# What this task involves:
Could you return all of the entries word for word, minus any pictures?

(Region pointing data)

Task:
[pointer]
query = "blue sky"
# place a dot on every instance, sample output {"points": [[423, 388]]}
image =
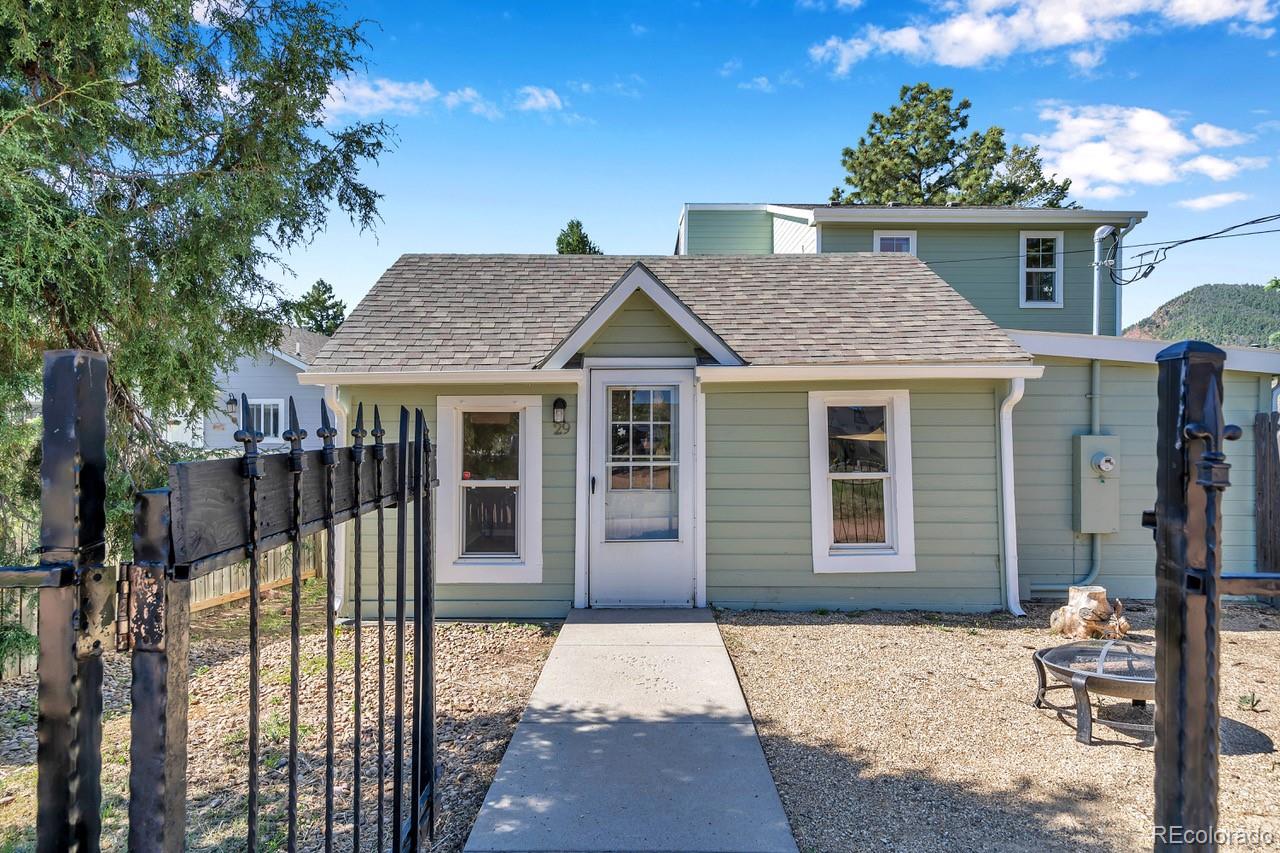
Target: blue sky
{"points": [[513, 119]]}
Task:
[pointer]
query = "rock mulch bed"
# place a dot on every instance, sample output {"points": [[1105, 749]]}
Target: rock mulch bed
{"points": [[483, 671], [915, 731]]}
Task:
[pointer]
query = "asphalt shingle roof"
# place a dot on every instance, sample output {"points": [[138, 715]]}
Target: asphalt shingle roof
{"points": [[302, 345], [510, 311]]}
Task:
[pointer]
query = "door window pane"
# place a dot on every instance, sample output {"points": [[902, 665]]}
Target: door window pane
{"points": [[490, 446], [855, 439], [489, 520], [641, 498]]}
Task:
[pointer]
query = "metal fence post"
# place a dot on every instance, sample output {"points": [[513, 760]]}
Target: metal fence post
{"points": [[159, 623], [72, 615], [1189, 482]]}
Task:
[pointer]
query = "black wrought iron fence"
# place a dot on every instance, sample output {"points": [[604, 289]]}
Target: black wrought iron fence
{"points": [[1192, 474], [215, 514]]}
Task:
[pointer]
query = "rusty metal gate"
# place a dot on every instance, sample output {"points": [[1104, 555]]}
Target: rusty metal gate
{"points": [[1192, 474], [214, 514]]}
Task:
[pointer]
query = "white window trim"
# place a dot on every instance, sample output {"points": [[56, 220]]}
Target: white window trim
{"points": [[900, 553], [269, 401], [877, 235], [451, 568], [1022, 269]]}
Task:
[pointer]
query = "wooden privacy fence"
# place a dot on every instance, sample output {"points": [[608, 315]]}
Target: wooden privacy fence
{"points": [[274, 569], [222, 587]]}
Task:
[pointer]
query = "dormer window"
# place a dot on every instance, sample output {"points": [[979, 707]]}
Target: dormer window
{"points": [[1041, 269], [901, 242]]}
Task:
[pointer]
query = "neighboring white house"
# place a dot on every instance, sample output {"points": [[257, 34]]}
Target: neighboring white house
{"points": [[269, 379]]}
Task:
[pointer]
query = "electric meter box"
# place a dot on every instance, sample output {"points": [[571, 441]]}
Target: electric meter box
{"points": [[1096, 502]]}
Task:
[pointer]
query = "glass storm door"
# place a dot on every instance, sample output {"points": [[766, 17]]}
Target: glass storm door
{"points": [[641, 480]]}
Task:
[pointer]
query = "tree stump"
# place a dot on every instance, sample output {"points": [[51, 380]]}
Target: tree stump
{"points": [[1088, 615]]}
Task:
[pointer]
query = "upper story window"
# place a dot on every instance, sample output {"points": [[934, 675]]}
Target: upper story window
{"points": [[264, 416], [894, 241], [1041, 269]]}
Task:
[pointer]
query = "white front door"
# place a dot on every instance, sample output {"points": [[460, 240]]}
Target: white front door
{"points": [[641, 480]]}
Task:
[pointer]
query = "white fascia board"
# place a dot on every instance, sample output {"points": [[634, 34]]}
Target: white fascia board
{"points": [[1105, 347], [961, 215], [287, 359], [639, 278], [440, 377], [853, 372]]}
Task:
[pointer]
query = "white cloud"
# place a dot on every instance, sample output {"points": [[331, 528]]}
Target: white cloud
{"points": [[1217, 137], [539, 99], [758, 85], [1107, 149], [1220, 169], [969, 33], [475, 103], [1212, 201], [841, 54], [361, 96]]}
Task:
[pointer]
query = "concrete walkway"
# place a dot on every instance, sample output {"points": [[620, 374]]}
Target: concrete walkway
{"points": [[636, 738]]}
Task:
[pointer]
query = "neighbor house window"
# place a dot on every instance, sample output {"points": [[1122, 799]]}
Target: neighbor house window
{"points": [[860, 480], [894, 242], [1041, 269], [489, 501], [264, 416]]}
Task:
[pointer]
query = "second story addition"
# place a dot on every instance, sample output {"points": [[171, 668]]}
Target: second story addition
{"points": [[1025, 268]]}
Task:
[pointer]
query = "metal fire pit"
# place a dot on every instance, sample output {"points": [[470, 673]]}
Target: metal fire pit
{"points": [[1119, 669]]}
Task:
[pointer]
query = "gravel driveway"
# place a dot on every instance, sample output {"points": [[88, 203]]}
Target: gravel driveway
{"points": [[484, 675], [915, 731]]}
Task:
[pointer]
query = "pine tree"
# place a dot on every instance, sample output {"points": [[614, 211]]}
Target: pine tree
{"points": [[919, 154], [574, 241], [319, 310]]}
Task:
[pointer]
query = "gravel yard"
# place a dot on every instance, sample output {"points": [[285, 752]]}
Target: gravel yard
{"points": [[484, 674], [915, 731]]}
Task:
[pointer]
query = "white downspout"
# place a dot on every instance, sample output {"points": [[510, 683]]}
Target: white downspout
{"points": [[339, 532], [1009, 516]]}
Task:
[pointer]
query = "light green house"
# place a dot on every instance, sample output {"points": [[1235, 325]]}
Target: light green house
{"points": [[1032, 272], [781, 429]]}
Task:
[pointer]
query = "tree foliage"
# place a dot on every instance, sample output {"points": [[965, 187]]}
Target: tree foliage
{"points": [[574, 241], [318, 310], [155, 158], [920, 154]]}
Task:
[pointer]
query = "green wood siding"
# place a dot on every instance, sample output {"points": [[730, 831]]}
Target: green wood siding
{"points": [[728, 232], [1055, 409], [992, 286], [554, 594], [759, 550], [639, 328]]}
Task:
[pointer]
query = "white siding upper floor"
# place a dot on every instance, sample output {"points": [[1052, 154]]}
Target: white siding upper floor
{"points": [[794, 237], [269, 381]]}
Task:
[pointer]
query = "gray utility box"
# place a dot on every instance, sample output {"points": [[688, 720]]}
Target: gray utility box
{"points": [[1096, 502]]}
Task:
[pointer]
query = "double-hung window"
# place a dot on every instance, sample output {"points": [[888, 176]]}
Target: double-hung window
{"points": [[1040, 281], [901, 242], [860, 480], [264, 416], [489, 501]]}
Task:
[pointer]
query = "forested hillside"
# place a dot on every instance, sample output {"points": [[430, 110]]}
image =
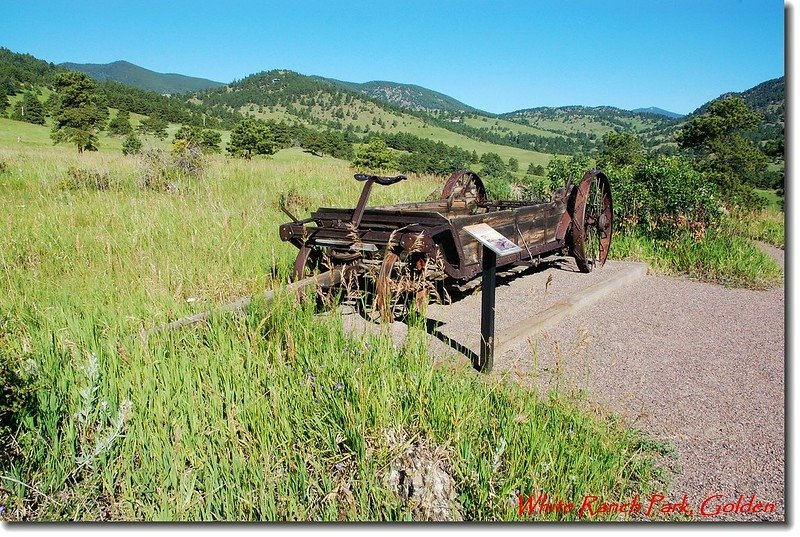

# Your response:
Task:
[pointer]
query = "blue sky"
# place a dot on every instance, sample output {"points": [[423, 388]]}
image =
Target: blue sky
{"points": [[513, 119]]}
Task:
[pointer]
query = "rock mulch bed"
# place a dot on every instance, sample output {"points": [[1105, 749]]}
Target: rock mulch bed
{"points": [[483, 671], [915, 731]]}
Task:
[pointer]
query = "asphalt shingle roof"
# place a dot on every instance, sample output {"points": [[138, 715]]}
Target: asphalt shingle roof
{"points": [[302, 345], [510, 311]]}
Task:
[pointer]
query = "door window pane"
# place a dot on every instance, sample output {"points": [[902, 665]]}
Target: door window pane
{"points": [[490, 446], [855, 439], [489, 520], [641, 498]]}
Task:
[pointer]
query = "metal fence post"
# place a dot on every instance, sample output {"points": [[513, 760]]}
Target: metal fence post
{"points": [[159, 623], [72, 615], [1189, 482]]}
Task:
[pointer]
query = "black wrought iron fence"
# place a dot on every instance, sample output {"points": [[604, 289]]}
Target: black wrought iron fence
{"points": [[1192, 474], [215, 514]]}
Task:
[pointer]
query = "rusty metal gate"
# place a dot on every instance, sample output {"points": [[1104, 555]]}
Target: rusty metal gate
{"points": [[1192, 474], [214, 514]]}
Task:
[pointer]
query = "white window trim"
# place a dot on every instance, sample output {"points": [[56, 220]]}
Target: white window trim
{"points": [[900, 553], [269, 401], [877, 235], [451, 568], [1022, 269]]}
Task:
[pointer]
query = "wooden privacy fence"
# place a dot on every instance, sample output {"points": [[608, 315]]}
Target: wooden privacy fence
{"points": [[274, 569], [222, 587]]}
Task:
[pointer]
query = "dormer window"
# place a dot on every instance, sample output {"points": [[979, 707]]}
Target: dormer window
{"points": [[1041, 269], [901, 242]]}
Task:
[pointer]
query = "neighboring white house"
# place a dot on every instance, sample output {"points": [[257, 34]]}
Target: neighboring white house
{"points": [[269, 379]]}
Task:
[pointer]
query = "electric meter box"
# place a dot on every instance, sample output {"points": [[571, 441]]}
Target: electric meter box
{"points": [[1096, 502]]}
Task:
[pointer]
query = "glass storm door"
# place a dot on every instance, sample output {"points": [[766, 17]]}
Target: glass storm door
{"points": [[641, 480]]}
Task:
[pointer]
query = "tree stump"
# place a dot on every instance, sample output {"points": [[51, 380]]}
Target: tree stump
{"points": [[1088, 615]]}
Task:
[pointer]
query = "upper story window"
# place a dot on every instance, sample output {"points": [[934, 675]]}
Target: upper story window
{"points": [[264, 416], [894, 241], [1041, 269]]}
Task:
[pointer]
query = "white front door"
# place a dot on every instance, sample output {"points": [[460, 240]]}
Target: white front door
{"points": [[641, 480]]}
Task:
[pointer]
query = "white fascia board"
# place a dot on every instance, sample output {"points": [[634, 34]]}
Target: white fascia board
{"points": [[1105, 347], [961, 215], [287, 359], [639, 278], [440, 377], [853, 372]]}
Task:
[pointer]
query = "white cloud"
# place a dot on every instance, sample output {"points": [[331, 528]]}
Target: white cloud
{"points": [[1217, 137], [539, 99], [758, 85], [1107, 149], [1220, 169], [969, 33], [475, 103], [1212, 201], [841, 54], [361, 96]]}
Task:
[pointer]
query = "concrete walkway"
# place a dot on every instance, sample output {"points": [[620, 374]]}
Target: concrete walkway
{"points": [[636, 738]]}
Task:
[pointer]
query = "neighbor house window"
# place a dot on every instance, sample output {"points": [[1122, 799]]}
Target: neighbor house window
{"points": [[860, 480], [894, 242], [1041, 269], [489, 501], [264, 416]]}
Task:
[pointer]
query = "second story addition"
# place a dot on every instance, sample output {"points": [[171, 668]]}
Target: second story addition
{"points": [[1025, 268]]}
Task:
[pointer]
query = "metal fire pit"
# place a dot on every instance, sample output {"points": [[470, 673]]}
Target: metal fire pit
{"points": [[1119, 669]]}
Task:
[pointer]
query = "gravel driveway"
# place a dot on every instance, sample output {"points": [[88, 203]]}
Target: gravel driveway
{"points": [[484, 675], [915, 731]]}
Task:
[pointer]
query = "pine tree"
# place a dot on every instance, sample output {"points": [[614, 211]]}
Target: pine tree
{"points": [[919, 154], [574, 241], [319, 310]]}
Task:
[pointer]
query = "gravel yard"
# place a dot on every instance, sample output {"points": [[285, 752]]}
Target: gravel yard
{"points": [[484, 674], [915, 731]]}
Task:
[pointer]
query = "white downspout"
# place a dot on every instance, sample output {"points": [[510, 683]]}
Target: white downspout
{"points": [[339, 532], [1009, 516]]}
Task:
[pointer]
query = "light green house"
# place a dot on every instance, sample output {"points": [[1235, 325]]}
Target: light green house
{"points": [[1032, 272], [781, 429]]}
Task:
[pointer]
query = "tree foliage"
# place a dot on every instance, sample output {"points": [[965, 187]]}
Target: tree foliage
{"points": [[574, 241], [318, 310], [155, 158], [920, 154]]}
Task:
[pointer]
query = "green wood siding"
# place a dot on every instance, sample output {"points": [[730, 831]]}
Target: green wood siding
{"points": [[728, 232], [1055, 409], [992, 286], [554, 594], [759, 550], [639, 328]]}
Task:
[pointer]
query = "white siding upper floor"
# place a dot on every instance, sample output {"points": [[1052, 154]]}
Target: white siding upper floor
{"points": [[794, 237], [269, 381]]}
Task:
[pointer]
query = "gray utility box"
# place a dot on every instance, sample output {"points": [[688, 720]]}
Target: gray utility box
{"points": [[1096, 502]]}
Task:
[pointer]
query = "double-hung window"
# place a dot on every instance, sample output {"points": [[888, 176]]}
Target: double-hung window
{"points": [[1040, 281], [901, 242], [860, 480], [264, 416], [489, 501]]}
Task:
[pointer]
query = "forested hillside"
# place a dot on every instance, sample output {"points": [[430, 110]]}
image =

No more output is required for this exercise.